* **Problem to solve**
Where the records below show the word "water" in a line, please copy that line.

··· Extracted information ···

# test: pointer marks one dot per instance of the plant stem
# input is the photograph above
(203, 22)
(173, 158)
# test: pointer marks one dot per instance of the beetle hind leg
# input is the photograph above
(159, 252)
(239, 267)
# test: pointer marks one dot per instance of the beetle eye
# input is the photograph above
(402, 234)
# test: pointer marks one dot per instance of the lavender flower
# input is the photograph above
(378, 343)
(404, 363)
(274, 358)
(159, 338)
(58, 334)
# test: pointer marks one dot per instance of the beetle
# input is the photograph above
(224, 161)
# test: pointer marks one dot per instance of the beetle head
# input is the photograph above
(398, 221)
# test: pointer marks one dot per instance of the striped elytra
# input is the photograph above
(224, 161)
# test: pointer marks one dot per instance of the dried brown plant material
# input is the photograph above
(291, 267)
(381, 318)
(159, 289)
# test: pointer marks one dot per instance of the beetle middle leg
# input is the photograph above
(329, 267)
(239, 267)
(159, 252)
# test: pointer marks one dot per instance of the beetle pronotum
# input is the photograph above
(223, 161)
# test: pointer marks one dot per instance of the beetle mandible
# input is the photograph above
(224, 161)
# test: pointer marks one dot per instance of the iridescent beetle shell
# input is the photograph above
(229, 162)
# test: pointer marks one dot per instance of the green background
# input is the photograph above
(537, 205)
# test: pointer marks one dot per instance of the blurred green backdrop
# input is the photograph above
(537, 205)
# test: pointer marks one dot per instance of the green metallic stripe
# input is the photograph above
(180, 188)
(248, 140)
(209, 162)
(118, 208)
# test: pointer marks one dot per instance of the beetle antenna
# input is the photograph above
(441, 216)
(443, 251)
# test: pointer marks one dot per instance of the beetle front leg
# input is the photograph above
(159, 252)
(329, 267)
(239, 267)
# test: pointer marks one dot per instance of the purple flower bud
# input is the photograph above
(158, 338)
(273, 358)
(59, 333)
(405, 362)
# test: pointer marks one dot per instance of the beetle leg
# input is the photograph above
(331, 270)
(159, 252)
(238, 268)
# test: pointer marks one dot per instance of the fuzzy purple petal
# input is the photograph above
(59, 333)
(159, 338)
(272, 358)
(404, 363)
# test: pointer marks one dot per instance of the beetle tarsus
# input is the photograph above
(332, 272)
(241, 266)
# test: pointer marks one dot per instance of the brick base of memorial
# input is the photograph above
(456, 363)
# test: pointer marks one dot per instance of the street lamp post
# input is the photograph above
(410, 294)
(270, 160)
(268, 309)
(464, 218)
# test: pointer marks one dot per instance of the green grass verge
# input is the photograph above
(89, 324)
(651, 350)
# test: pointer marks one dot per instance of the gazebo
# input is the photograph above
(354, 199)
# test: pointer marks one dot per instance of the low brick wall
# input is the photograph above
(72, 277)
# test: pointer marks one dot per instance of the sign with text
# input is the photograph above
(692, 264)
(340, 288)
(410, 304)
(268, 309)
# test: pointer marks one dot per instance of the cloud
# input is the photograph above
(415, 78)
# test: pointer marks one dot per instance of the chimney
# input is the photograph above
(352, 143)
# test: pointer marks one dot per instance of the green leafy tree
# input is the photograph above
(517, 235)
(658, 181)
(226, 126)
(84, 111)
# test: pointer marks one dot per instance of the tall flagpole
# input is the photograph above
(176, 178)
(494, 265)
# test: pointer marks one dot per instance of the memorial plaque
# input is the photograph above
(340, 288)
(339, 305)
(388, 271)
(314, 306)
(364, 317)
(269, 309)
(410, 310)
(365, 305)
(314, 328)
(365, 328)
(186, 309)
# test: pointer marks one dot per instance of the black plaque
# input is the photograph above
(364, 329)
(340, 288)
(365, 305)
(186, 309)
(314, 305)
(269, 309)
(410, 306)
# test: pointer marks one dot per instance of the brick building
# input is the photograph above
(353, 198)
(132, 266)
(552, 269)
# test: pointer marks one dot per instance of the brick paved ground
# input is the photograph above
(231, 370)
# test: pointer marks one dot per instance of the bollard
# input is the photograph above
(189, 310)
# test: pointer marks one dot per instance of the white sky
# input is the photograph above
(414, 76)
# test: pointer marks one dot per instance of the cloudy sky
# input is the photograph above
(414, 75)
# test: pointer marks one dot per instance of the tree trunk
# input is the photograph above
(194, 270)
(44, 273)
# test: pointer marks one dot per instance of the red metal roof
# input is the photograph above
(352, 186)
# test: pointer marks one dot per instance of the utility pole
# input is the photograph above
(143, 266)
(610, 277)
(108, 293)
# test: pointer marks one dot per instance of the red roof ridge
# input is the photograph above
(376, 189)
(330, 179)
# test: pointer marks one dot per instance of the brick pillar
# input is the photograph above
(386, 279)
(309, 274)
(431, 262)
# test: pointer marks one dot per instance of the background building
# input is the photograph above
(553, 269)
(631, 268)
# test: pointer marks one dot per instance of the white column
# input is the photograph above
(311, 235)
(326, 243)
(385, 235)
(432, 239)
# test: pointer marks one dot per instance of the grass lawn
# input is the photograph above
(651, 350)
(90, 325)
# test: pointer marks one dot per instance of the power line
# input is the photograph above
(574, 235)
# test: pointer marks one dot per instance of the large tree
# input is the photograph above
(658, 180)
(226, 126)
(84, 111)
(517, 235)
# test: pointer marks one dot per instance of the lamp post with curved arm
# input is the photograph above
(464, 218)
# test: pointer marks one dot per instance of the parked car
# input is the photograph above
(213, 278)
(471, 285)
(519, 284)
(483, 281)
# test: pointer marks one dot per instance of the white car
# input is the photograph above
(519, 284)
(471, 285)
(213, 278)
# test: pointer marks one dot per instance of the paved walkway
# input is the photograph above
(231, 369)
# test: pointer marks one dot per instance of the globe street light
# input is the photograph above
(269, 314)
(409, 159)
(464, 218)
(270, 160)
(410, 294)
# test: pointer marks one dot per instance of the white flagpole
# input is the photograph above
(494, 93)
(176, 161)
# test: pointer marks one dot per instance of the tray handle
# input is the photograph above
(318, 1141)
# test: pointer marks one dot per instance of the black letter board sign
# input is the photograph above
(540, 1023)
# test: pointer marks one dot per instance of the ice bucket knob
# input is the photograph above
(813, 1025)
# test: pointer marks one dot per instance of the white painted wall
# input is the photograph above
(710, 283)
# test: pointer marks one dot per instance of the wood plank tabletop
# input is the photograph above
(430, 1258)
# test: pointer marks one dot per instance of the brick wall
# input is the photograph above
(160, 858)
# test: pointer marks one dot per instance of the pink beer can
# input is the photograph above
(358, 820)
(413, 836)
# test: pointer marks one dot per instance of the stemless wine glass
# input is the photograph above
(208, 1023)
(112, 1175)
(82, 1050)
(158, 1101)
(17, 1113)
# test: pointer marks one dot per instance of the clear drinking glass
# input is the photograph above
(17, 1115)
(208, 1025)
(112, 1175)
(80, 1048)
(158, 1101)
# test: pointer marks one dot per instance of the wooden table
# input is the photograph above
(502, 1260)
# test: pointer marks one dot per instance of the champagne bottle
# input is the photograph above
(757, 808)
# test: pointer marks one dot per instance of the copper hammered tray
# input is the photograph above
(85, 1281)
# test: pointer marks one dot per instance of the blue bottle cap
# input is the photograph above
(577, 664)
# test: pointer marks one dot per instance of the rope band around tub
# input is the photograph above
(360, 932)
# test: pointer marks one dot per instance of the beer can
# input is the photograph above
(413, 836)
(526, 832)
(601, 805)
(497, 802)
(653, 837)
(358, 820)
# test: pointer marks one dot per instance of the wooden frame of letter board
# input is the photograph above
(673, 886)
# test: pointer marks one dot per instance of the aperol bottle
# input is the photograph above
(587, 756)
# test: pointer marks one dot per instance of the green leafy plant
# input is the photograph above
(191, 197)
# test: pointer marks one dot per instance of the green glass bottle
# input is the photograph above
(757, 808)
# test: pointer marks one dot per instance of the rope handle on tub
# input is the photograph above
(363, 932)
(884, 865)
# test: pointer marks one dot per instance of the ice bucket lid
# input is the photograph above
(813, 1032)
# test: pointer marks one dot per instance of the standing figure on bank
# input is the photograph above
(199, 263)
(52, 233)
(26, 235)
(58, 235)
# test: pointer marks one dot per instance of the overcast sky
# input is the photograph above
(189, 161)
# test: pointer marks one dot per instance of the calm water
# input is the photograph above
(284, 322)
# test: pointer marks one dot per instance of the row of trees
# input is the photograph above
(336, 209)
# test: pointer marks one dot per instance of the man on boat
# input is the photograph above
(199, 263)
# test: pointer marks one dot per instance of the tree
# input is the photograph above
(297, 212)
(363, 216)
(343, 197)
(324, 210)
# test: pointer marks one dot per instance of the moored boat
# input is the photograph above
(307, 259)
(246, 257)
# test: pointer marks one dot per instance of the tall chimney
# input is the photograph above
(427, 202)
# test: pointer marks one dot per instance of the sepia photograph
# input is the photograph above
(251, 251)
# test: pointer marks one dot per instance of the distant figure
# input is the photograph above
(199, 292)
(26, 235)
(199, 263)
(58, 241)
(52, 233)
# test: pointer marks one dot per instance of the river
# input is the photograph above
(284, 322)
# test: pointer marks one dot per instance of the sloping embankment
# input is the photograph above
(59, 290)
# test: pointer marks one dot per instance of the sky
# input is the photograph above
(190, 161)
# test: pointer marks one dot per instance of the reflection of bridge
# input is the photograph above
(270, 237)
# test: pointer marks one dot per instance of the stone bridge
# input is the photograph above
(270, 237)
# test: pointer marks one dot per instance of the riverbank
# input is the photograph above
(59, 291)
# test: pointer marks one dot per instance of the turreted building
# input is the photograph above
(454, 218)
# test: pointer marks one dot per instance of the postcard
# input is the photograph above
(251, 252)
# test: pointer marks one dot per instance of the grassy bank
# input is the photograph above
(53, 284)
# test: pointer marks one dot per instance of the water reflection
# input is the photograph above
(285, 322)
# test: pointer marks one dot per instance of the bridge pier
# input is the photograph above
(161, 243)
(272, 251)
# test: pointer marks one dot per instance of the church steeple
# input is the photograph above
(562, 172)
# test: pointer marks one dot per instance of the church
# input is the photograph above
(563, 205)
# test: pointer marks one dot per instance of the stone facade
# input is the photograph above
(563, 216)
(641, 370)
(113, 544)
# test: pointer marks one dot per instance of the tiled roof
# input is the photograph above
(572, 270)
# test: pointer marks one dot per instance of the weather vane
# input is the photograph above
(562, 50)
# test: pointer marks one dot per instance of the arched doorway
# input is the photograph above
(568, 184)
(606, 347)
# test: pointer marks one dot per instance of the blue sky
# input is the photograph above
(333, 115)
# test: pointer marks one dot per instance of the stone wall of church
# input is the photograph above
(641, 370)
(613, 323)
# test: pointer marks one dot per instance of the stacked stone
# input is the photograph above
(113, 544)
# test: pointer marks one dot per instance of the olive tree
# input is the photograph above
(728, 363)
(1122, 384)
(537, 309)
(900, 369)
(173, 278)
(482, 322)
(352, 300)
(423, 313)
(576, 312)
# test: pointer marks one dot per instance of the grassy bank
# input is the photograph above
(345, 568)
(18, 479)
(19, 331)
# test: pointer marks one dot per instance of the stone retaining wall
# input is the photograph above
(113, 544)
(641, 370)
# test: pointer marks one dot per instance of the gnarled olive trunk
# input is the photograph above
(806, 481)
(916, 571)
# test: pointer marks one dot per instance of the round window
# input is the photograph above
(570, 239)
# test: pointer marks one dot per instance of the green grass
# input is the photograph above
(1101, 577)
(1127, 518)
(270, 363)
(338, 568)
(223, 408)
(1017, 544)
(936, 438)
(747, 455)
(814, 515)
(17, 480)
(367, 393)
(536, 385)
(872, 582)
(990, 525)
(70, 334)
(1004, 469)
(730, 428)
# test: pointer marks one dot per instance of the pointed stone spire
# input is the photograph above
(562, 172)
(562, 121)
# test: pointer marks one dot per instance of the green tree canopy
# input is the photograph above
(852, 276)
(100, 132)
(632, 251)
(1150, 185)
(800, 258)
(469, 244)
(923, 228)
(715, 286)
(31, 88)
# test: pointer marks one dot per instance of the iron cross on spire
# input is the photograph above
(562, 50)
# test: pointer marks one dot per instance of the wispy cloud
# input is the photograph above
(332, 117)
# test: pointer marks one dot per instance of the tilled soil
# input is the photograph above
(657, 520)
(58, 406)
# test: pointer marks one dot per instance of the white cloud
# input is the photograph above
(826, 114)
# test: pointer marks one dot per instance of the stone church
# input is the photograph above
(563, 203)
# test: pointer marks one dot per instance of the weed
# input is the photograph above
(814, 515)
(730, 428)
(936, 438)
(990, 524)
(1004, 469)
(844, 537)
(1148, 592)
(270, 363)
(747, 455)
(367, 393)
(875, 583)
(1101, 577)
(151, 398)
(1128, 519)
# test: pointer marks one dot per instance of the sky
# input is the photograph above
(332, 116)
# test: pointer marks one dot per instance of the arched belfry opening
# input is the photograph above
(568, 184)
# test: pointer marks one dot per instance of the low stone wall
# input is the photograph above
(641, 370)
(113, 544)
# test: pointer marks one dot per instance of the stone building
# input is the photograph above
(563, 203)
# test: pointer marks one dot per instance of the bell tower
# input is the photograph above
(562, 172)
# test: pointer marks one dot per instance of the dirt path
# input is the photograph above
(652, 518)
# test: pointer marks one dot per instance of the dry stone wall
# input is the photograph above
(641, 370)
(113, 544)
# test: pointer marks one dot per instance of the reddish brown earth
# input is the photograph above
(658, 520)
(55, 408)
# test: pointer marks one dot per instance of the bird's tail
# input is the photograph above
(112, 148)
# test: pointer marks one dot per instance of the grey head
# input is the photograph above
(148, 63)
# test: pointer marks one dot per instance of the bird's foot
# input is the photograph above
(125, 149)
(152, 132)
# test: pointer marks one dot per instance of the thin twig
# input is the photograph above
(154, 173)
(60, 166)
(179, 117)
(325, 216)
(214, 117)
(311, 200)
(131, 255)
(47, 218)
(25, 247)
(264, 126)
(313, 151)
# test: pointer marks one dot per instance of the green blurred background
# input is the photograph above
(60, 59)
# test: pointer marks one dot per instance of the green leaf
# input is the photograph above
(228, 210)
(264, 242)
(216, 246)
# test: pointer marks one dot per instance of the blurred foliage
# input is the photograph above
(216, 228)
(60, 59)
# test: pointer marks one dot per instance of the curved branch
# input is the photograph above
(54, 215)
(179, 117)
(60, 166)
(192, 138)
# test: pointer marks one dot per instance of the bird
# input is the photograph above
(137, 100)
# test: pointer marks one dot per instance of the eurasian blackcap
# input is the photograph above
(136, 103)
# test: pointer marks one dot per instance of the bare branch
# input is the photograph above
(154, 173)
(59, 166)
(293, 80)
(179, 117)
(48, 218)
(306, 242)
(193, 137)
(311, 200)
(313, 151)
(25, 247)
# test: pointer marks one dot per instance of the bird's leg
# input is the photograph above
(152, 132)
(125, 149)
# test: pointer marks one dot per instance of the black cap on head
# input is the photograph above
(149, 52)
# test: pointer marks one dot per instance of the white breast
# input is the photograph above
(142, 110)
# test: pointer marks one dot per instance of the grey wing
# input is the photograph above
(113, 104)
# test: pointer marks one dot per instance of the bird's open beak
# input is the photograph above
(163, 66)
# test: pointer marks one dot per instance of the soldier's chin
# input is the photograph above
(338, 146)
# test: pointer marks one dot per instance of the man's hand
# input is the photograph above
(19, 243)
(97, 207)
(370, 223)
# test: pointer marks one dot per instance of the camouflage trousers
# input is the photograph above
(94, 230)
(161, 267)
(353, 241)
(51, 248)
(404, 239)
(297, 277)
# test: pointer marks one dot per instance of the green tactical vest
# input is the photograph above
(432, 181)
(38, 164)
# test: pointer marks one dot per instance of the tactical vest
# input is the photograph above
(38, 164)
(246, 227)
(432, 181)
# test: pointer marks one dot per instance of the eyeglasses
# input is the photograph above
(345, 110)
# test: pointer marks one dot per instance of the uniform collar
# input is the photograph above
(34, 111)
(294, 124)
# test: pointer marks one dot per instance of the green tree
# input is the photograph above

···

* **Answer to this task**
# test: pointer marks one dot per instance of the calm water
# test: pointer marks one dot per instance of the water reflection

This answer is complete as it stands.